Articolo:
━━━━━━━━━━━━━━━━━━━━━━━━━━━━━━
Viaggio a Chernobyl: quattro giorni trascorsi in “The Zone of Alienation”. Parte II: “Attorno alle centrali” 23/05/2011

Con questo articolo i racconti del primo tour a Chernobyl entrano nel vivo della questione.
Dopo la sistemazione all’ostello riservato ai visitatori si percepiva una sottile eccitazione nel piccolo gruppo che, salendo sul furgone noleggiato con autista, si stava dirigendo nel tanto sospirato celebre luogo.
Luoghi che ad alcuni potrebbero risultare del tutto indifferenti,  secondo canoni estetici standard nemmeno degni di nota.
L’area attorno alle centrali conserva un proprio valore simbolico, che riflette le contraddizioni dell’uomo, dell’età moderna, uno sviluppo tecnologico sulla linea di confine tra la vita e la morte, che prefigura una delle possibili sorti dell’umanità. E soprattutto l’esperienza, altrimenti fortunatamente del tutto rara e inusuale, del vivere in un ambiente contaminato da radiazioni, per quanto ciò rimanga oggi solamente nella sfera dei pericoli potenziali.
━━━━━━━━━━━━━━━━━━━━━━━━━━━━━━
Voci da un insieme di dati
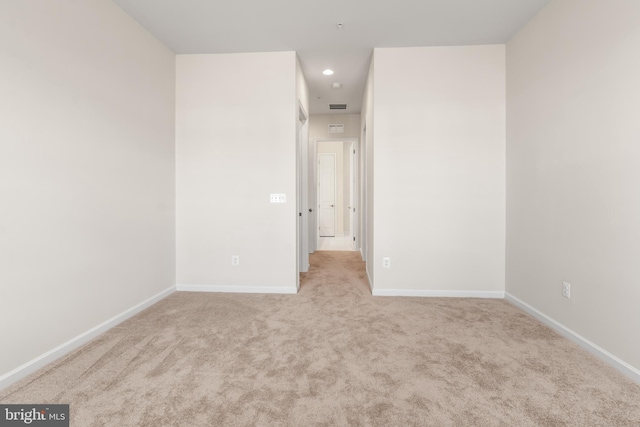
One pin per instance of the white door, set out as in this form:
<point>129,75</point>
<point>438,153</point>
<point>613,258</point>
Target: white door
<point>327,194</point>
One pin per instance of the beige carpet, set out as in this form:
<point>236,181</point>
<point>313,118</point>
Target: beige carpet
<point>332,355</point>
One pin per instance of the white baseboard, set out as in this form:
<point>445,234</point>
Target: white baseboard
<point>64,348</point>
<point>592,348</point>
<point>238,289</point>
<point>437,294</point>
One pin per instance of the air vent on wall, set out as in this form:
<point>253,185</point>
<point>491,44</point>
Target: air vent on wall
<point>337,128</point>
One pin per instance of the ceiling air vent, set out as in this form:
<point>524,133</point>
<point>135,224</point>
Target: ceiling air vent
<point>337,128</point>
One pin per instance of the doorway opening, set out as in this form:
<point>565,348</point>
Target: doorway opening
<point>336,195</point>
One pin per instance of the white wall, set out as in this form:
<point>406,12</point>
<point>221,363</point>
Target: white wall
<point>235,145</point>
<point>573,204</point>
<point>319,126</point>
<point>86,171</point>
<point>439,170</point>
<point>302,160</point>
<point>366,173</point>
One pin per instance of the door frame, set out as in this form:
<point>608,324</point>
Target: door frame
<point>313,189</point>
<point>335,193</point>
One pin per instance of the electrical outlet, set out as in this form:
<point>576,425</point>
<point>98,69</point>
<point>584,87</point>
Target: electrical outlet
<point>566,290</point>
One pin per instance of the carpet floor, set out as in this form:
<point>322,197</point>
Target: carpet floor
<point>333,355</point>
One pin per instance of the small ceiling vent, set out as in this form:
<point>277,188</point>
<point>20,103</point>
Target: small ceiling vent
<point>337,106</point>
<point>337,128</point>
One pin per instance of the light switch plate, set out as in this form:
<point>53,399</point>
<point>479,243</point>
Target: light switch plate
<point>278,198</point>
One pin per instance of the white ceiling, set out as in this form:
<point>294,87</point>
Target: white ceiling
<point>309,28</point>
━━━━━━━━━━━━━━━━━━━━━━━━━━━━━━
Il tuo obiettivo: Ripeti il brano dell'articolo su Chernobyl che inizia con "L’area attorno alle" e finisce con "dei pericoli potenziali.". Basati soltanto sull'articolo.

Risposta:
L’area attorno alle centrali conserva un proprio valore simbolico, che riflette le contraddizioni dell’uomo, dell’età moderna, uno sviluppo tecnologico sulla linea di confine tra la vita e la morte, che prefigura una delle possibili sorti dell’umanità. E soprattutto l’esperienza, altrimenti fortunatamente del tutto rara e inusuale, del vivere in un ambiente contaminato da radiazioni, per quanto ciò rimanga oggi solamente nella sfera dei pericoli potenziali.